Please output only the lines that run from the line containing "the shrub, the" through the end of the material below, exactly.

******************************

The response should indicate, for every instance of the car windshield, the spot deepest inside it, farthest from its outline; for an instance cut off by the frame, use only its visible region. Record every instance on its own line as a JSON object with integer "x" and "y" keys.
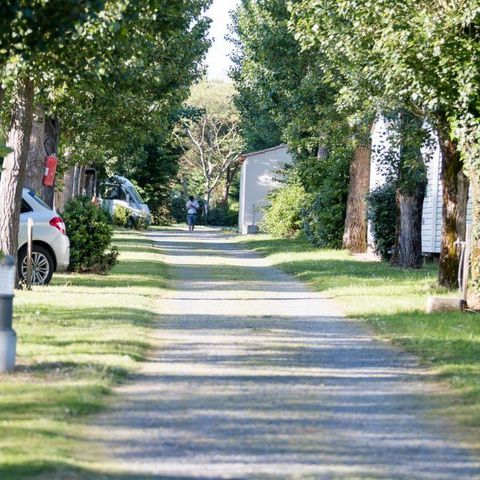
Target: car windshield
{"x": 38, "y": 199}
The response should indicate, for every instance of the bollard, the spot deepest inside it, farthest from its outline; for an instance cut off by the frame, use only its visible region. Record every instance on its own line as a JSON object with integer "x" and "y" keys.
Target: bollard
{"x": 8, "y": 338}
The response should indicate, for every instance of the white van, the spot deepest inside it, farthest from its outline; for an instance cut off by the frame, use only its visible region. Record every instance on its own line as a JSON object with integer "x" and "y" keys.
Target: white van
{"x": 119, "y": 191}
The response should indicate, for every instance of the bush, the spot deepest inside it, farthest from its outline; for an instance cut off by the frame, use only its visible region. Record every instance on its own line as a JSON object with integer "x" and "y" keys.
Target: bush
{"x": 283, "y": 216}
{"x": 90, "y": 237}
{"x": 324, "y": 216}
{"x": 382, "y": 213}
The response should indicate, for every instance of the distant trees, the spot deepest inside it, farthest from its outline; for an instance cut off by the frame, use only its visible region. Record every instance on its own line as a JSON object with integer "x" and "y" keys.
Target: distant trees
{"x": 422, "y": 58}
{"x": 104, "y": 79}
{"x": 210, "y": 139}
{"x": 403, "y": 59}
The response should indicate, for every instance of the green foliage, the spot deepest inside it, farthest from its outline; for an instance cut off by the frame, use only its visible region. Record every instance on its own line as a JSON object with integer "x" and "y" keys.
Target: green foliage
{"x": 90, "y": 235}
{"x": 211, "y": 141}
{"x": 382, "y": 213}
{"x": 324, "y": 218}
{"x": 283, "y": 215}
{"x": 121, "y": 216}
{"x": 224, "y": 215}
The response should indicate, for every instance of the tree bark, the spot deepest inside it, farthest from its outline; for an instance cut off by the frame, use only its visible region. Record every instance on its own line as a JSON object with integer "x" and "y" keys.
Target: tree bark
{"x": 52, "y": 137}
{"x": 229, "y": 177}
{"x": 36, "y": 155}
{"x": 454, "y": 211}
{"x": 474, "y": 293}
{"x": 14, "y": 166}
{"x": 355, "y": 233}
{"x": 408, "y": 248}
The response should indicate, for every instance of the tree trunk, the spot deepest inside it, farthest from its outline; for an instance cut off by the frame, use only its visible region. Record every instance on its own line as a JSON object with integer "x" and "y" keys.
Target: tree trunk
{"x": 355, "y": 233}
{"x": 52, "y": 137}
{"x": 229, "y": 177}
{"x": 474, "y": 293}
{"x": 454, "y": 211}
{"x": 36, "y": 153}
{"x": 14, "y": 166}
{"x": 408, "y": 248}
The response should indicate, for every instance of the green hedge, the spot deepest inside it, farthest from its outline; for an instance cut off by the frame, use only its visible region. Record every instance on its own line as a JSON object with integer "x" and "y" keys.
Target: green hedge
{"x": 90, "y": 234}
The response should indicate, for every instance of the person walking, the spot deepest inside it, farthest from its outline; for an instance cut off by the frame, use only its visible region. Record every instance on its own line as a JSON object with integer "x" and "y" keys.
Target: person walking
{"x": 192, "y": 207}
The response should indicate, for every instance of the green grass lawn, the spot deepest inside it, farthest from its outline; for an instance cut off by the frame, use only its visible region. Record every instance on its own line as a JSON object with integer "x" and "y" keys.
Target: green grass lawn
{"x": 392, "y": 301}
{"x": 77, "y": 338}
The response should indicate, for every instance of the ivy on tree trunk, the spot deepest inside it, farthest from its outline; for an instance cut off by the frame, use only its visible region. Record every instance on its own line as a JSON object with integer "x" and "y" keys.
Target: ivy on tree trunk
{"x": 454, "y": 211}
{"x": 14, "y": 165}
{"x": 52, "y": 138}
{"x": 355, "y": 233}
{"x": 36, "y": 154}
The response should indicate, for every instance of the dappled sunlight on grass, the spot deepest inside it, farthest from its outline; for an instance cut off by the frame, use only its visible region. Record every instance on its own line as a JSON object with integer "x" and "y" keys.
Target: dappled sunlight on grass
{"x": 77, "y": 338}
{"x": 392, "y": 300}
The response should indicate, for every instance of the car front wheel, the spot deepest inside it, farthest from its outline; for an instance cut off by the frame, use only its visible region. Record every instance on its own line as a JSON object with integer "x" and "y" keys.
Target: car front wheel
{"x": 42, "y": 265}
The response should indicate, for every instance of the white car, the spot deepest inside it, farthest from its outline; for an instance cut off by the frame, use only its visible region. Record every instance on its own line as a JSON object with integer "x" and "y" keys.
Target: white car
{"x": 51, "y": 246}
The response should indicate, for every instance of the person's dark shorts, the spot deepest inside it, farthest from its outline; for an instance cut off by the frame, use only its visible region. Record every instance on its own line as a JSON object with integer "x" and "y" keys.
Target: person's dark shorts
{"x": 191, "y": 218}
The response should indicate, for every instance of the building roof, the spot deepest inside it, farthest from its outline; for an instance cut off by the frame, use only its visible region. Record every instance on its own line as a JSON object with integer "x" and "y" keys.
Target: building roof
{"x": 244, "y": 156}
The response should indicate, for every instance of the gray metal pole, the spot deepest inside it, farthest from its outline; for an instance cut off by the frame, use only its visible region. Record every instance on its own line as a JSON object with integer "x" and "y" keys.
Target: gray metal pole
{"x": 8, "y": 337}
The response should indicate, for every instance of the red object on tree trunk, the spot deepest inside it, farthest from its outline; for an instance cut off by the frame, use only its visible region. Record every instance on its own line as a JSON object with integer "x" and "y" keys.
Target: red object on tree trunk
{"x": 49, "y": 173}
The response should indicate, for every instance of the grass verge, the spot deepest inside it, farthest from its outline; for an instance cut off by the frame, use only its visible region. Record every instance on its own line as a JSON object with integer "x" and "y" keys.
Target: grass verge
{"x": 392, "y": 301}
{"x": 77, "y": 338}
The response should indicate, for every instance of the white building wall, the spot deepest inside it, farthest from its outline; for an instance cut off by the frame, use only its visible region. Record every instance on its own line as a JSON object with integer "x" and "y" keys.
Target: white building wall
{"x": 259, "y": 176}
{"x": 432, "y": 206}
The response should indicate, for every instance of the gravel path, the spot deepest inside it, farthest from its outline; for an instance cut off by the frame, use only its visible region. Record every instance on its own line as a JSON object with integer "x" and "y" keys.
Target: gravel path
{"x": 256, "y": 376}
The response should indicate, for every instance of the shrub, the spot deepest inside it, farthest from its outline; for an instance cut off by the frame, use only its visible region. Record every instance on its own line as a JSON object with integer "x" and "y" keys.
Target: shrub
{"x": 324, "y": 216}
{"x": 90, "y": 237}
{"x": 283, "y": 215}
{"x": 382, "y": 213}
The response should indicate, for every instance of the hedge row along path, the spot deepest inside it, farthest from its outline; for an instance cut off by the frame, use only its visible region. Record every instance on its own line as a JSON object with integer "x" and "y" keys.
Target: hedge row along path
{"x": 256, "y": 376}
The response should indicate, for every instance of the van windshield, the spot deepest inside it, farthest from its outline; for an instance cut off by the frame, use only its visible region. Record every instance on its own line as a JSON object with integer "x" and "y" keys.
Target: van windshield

******************************

**ANSWER TO THE EXERCISE**
The response should indicate, for every instance of the shrub, the spot deepest inside it, farthest from its outline; for an instance cut off by the frame, use only its visible region. Record every instance on its own line as a JSON object with integer "x" and "y" keys.
Target: shrub
{"x": 324, "y": 216}
{"x": 90, "y": 237}
{"x": 283, "y": 215}
{"x": 382, "y": 213}
The response should indicate, for every instance of the hedge row along path, the spot deepest inside it, farthest from its outline; for an instance cut off by the frame, use only its visible region. Record every instance on its own line as a JSON object with integer "x" and "y" keys.
Target: hedge row along path
{"x": 256, "y": 376}
The response should indicate, for every instance of the van windshield, the spot deepest inside it, farthest from its outline; for an instance cut off by the frame, use only its visible region. Record every instance on its own line as a JSON object with integer "x" and "y" keys.
Target: van windshield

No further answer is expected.